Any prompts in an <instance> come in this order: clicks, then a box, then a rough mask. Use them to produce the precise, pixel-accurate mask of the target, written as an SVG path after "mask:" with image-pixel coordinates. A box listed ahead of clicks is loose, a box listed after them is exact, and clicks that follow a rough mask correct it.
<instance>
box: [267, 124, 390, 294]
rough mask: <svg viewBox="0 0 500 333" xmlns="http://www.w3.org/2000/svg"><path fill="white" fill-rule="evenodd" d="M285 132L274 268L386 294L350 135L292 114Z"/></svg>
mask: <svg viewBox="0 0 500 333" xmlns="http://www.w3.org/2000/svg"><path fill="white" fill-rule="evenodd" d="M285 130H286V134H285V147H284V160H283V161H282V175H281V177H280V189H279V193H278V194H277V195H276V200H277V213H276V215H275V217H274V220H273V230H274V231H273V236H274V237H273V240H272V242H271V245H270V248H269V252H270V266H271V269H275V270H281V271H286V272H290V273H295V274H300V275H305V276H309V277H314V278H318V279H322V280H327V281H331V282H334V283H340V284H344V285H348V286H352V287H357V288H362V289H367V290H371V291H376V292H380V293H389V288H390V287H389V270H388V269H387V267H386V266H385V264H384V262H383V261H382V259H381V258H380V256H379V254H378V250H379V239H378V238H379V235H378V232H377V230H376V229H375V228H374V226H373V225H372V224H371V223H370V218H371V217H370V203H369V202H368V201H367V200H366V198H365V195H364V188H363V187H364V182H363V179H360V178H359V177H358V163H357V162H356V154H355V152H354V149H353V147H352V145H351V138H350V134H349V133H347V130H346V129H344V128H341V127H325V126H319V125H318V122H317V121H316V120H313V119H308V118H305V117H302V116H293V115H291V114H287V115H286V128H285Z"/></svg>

- - - -

Convert the entries into a numbered list, starting at the first line of the entries and ending with the line that contains "rough mask: <svg", both included. Leave out any blank lines.

#### Task solution:
1. Any prompts in an <instance> come in this order: clicks, then a box, then a rough mask. Use them to produce the precise, pixel-accurate mask of the target, written as an SVG path after "mask:" with image-pixel coordinates. A box listed ahead of clicks is loose, a box listed after them is exact, and clicks that follow a rough mask correct it.
2. <instance>
3. box: [267, 124, 390, 294]
4. rough mask: <svg viewBox="0 0 500 333" xmlns="http://www.w3.org/2000/svg"><path fill="white" fill-rule="evenodd" d="M285 132L274 268L386 294L350 135L292 114Z"/></svg>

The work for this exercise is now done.